Goal of the exercise :: Write out only the lines from the one with "Tell me — do you see any thatched roof" down through the last line, changing "grass field" to "open meadow" and leaving everything else the same.

Supplied records ::
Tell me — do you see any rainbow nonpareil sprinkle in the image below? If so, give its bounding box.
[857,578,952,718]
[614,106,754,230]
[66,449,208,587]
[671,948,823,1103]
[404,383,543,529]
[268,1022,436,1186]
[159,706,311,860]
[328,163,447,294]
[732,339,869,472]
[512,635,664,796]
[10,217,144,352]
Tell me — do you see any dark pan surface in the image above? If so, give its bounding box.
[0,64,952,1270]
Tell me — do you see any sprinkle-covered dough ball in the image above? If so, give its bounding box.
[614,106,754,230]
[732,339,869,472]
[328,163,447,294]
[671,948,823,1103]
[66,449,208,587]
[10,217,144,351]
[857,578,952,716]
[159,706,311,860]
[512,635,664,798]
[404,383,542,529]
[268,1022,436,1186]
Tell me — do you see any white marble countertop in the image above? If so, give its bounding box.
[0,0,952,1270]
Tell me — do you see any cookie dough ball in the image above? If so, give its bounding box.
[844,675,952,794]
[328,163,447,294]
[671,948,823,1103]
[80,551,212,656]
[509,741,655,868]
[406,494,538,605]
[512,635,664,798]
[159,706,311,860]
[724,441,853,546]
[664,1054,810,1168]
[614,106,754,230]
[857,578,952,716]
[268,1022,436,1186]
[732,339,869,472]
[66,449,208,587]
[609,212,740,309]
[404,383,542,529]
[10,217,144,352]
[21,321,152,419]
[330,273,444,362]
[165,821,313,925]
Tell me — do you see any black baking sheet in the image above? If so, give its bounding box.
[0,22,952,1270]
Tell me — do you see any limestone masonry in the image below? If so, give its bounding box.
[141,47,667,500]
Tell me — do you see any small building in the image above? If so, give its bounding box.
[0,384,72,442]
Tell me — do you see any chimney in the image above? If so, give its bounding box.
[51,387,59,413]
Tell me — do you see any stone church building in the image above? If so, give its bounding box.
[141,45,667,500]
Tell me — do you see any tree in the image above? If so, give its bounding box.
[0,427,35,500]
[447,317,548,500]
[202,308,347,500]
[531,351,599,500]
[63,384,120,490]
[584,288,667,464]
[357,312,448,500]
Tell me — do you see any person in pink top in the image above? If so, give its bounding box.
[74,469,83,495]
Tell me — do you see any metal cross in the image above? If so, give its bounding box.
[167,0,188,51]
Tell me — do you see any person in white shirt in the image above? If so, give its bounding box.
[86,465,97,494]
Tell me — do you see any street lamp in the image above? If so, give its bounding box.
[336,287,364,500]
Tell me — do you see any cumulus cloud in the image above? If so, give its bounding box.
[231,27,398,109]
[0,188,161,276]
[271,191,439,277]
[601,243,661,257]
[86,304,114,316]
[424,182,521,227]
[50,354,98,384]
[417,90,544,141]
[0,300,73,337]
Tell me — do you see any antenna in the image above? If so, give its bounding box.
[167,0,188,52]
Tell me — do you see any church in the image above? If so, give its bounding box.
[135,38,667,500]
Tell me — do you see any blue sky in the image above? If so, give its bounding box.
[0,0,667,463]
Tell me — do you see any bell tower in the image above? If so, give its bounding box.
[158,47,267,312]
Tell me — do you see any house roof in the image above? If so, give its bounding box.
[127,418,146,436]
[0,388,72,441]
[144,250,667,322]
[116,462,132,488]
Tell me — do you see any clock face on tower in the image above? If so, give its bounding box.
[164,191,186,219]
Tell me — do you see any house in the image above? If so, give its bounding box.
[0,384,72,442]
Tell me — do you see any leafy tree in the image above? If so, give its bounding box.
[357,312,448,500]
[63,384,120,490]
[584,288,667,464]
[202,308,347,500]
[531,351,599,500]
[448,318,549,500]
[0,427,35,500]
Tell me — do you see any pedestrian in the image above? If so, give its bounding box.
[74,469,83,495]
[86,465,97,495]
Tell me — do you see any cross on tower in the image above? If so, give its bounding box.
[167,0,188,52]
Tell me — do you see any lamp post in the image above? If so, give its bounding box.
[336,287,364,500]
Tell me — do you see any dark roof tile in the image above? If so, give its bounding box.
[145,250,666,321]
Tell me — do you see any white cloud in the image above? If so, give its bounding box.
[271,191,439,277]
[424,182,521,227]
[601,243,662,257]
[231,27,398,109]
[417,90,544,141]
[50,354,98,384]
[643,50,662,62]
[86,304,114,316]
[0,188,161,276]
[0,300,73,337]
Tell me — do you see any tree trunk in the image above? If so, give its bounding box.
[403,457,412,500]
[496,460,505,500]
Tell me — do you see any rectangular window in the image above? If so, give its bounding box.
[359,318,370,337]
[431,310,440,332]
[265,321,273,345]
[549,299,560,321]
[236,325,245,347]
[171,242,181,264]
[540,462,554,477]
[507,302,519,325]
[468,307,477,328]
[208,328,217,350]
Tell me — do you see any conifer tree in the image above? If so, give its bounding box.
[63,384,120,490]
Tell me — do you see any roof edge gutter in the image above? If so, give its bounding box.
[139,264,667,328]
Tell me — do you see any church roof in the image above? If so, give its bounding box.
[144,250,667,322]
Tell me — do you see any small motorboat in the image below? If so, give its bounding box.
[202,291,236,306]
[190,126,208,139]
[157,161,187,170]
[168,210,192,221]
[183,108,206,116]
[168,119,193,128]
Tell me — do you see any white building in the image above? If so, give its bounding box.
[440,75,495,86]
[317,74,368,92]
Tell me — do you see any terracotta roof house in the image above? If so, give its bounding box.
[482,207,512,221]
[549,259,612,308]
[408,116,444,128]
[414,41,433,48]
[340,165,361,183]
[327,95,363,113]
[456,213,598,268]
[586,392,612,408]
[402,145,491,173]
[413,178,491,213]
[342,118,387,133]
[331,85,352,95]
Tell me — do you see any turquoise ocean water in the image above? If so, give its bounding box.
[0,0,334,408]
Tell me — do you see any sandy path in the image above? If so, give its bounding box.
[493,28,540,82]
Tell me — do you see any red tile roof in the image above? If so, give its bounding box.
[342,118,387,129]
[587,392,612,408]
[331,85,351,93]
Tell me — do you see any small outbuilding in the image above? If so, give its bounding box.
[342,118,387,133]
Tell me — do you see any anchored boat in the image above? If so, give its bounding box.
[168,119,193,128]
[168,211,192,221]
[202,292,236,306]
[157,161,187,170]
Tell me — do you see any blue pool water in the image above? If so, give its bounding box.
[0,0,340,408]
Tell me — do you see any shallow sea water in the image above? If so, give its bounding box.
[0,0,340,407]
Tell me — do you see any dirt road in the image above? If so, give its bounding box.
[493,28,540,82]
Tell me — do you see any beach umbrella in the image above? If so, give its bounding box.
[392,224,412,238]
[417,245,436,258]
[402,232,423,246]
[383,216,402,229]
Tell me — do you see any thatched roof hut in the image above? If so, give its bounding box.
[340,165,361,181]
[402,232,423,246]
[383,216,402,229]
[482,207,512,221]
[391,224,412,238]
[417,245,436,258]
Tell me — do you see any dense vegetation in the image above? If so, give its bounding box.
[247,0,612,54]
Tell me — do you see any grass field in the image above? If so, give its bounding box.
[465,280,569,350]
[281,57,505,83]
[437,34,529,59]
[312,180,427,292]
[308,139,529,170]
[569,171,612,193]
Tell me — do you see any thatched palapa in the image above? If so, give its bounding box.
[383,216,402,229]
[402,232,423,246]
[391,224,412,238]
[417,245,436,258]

Response to this exercise ::
Tell me — do you see any thatched roof hut in the image above? If so, give its bounding box.
[340,165,361,181]
[402,232,423,246]
[383,216,402,229]
[482,207,512,221]
[391,224,412,238]
[417,245,436,258]
Tell me — do you see any dense vegetation in the image above? If so, give its bounding box.
[247,0,612,54]
Tell me — do you see any open meadow in the image above? If so, give its bounding box.
[465,280,569,350]
[281,57,505,83]
[437,34,529,59]
[312,180,427,292]
[308,139,529,170]
[569,171,612,193]
Tell me — do you see any thatched palapa in the image above? If so, give its bounding box.
[383,216,402,229]
[402,232,423,246]
[391,224,412,238]
[417,245,436,258]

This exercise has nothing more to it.